Passage given:
((

Given a non-negative integer x, return the square root of x rounded down to the nearest integer. The returned integer should be non-negative as well.

You must not use any built-in exponent function or operator.

  • For example, do not use pow(x, 0.5) in c++ or x ** 0.5 in python.

Examples:

Example 1:

Input: x = 4
Output: 2
Explanation: The square root of 4 is 2, so we return 2.

Example 2:

Input: x = 8
Output: 2
Explanation: The square root of 8 is 2.82842..., and since we round it down to the nearest integer, 2 is returned.

Solution in Python:

Python
class Solution:
    def mySqrt(self, x: int) -> int:
        # Special case for x = 0 or x = 1
        if x < 2:
            return x
        
        # Initialize the left and right pointers for binary search
        left, right = 0, x
        
        while left <= right:
            # Calculate the mid-point to avoid overflow
            mid = left + (right - left) // 2
            mid_squared = mid * mid
            
            if mid_squared == x:
                # If mid*mid is exactly x, mid is the square root
                return mid
            elif mid_squared < x:
                # If mid*mid is less than x, discard the left half
                left = mid + 1
            else:
                # If mid*mid is greater than x, discard the right half
                right = mid - 1
        
        # The right pointer will be at the largest integer whose square is <= x
        return right

Explanation:

  1. Special Case Handling:
    • If x is 0 or 1, return x immediately as the square root of 0 is 0 and the square root of 1 is 1.

))

Material provided:

((

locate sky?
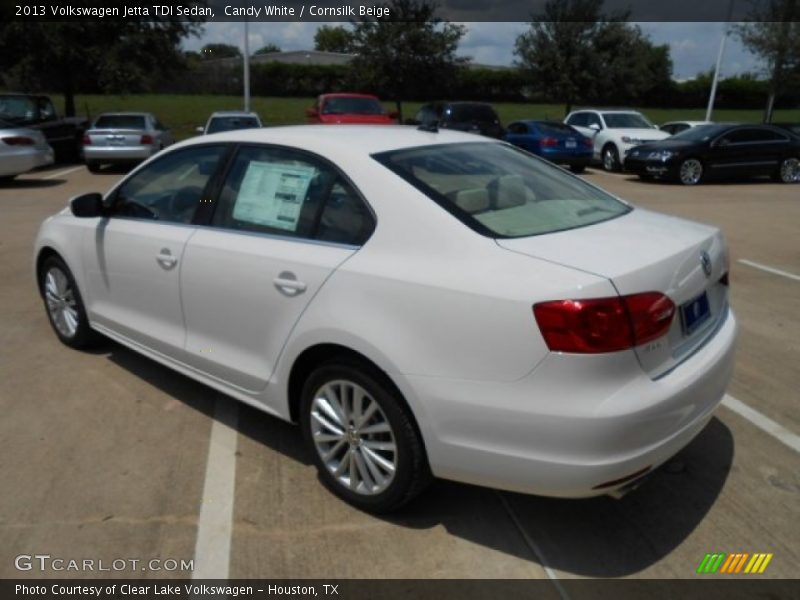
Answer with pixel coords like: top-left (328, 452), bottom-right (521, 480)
top-left (184, 22), bottom-right (760, 80)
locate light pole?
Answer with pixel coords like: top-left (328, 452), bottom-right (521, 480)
top-left (706, 0), bottom-right (733, 121)
top-left (244, 17), bottom-right (250, 112)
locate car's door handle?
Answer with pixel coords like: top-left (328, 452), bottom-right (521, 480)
top-left (156, 248), bottom-right (178, 269)
top-left (272, 271), bottom-right (306, 296)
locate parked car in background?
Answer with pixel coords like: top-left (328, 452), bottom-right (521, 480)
top-left (564, 109), bottom-right (670, 171)
top-left (659, 121), bottom-right (712, 135)
top-left (410, 102), bottom-right (505, 138)
top-left (0, 120), bottom-right (55, 181)
top-left (196, 110), bottom-right (263, 135)
top-left (772, 123), bottom-right (800, 137)
top-left (83, 112), bottom-right (175, 173)
top-left (34, 125), bottom-right (737, 512)
top-left (625, 124), bottom-right (800, 185)
top-left (306, 92), bottom-right (397, 125)
top-left (0, 93), bottom-right (89, 161)
top-left (505, 120), bottom-right (593, 173)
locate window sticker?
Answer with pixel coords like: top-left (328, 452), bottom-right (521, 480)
top-left (233, 161), bottom-right (317, 231)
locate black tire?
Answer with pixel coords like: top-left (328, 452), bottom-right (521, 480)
top-left (600, 144), bottom-right (622, 173)
top-left (39, 255), bottom-right (100, 350)
top-left (300, 359), bottom-right (431, 513)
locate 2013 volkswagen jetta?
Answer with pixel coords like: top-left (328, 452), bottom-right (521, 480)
top-left (35, 126), bottom-right (736, 511)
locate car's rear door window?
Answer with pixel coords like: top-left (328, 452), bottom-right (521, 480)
top-left (212, 146), bottom-right (374, 245)
top-left (373, 143), bottom-right (631, 238)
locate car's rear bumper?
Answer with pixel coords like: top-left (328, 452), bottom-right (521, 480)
top-left (83, 145), bottom-right (158, 162)
top-left (0, 146), bottom-right (55, 177)
top-left (408, 304), bottom-right (737, 498)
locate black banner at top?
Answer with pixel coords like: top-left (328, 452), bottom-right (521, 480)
top-left (0, 0), bottom-right (800, 22)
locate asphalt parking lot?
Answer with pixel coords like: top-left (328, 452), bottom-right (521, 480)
top-left (0, 166), bottom-right (800, 579)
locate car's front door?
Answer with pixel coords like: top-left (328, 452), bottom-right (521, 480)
top-left (181, 146), bottom-right (371, 392)
top-left (84, 145), bottom-right (226, 359)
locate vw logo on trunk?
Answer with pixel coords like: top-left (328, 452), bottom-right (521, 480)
top-left (700, 250), bottom-right (711, 277)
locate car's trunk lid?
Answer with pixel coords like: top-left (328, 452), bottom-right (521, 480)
top-left (497, 209), bottom-right (728, 377)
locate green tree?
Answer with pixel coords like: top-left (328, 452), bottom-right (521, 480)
top-left (255, 44), bottom-right (282, 54)
top-left (352, 0), bottom-right (467, 121)
top-left (735, 0), bottom-right (800, 123)
top-left (314, 25), bottom-right (353, 54)
top-left (514, 0), bottom-right (672, 113)
top-left (0, 17), bottom-right (200, 116)
top-left (200, 44), bottom-right (242, 60)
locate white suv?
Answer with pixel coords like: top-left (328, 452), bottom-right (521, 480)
top-left (564, 109), bottom-right (670, 171)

))

What you will do:
1. Transcribe the stretch of the square root problem from "Input: x = 4" through "2 is returned.".
2. Express the stretch of the listing from the line containing "locate car's rear bumper?" through the end of the listing as a numbered list, leaving out blank lines.

Complete answers:
1.
Input: x = 4
Output: 2
Explanation: The square root of 4 is 2, so we return 2.

Example 2:

Input: x = 8
Output: 2
Explanation: The square root of 8 is 2.82842..., and since we round it down to the nearest integer, 2 is returned.

2.
1. locate car's rear bumper?
2. Answer with pixel coords like: top-left (328, 452), bottom-right (521, 480)
3. top-left (83, 145), bottom-right (158, 162)
4. top-left (0, 146), bottom-right (55, 177)
5. top-left (408, 304), bottom-right (737, 498)
6. locate black banner at top?
7. Answer with pixel coords like: top-left (328, 452), bottom-right (521, 480)
8. top-left (0, 0), bottom-right (800, 22)
9. locate asphalt parking lot?
10. Answer with pixel coords like: top-left (328, 452), bottom-right (521, 480)
11. top-left (0, 166), bottom-right (800, 579)
12. locate car's front door?
13. Answer with pixel coords like: top-left (328, 452), bottom-right (521, 480)
14. top-left (181, 146), bottom-right (371, 392)
15. top-left (84, 145), bottom-right (226, 359)
16. locate vw logo on trunk?
17. Answer with pixel coords like: top-left (328, 452), bottom-right (521, 480)
18. top-left (700, 250), bottom-right (711, 277)
19. locate car's trunk lid?
20. Answer with pixel coords like: top-left (328, 452), bottom-right (521, 480)
21. top-left (497, 209), bottom-right (728, 377)
22. locate green tree?
23. Answer with pixel coords like: top-left (328, 452), bottom-right (521, 480)
24. top-left (255, 44), bottom-right (282, 54)
25. top-left (352, 0), bottom-right (467, 121)
26. top-left (735, 0), bottom-right (800, 123)
27. top-left (314, 25), bottom-right (353, 54)
28. top-left (514, 0), bottom-right (672, 113)
29. top-left (0, 17), bottom-right (200, 116)
30. top-left (200, 44), bottom-right (242, 60)
31. locate white suv?
32. Answer with pixel coords like: top-left (328, 452), bottom-right (521, 480)
33. top-left (564, 109), bottom-right (670, 171)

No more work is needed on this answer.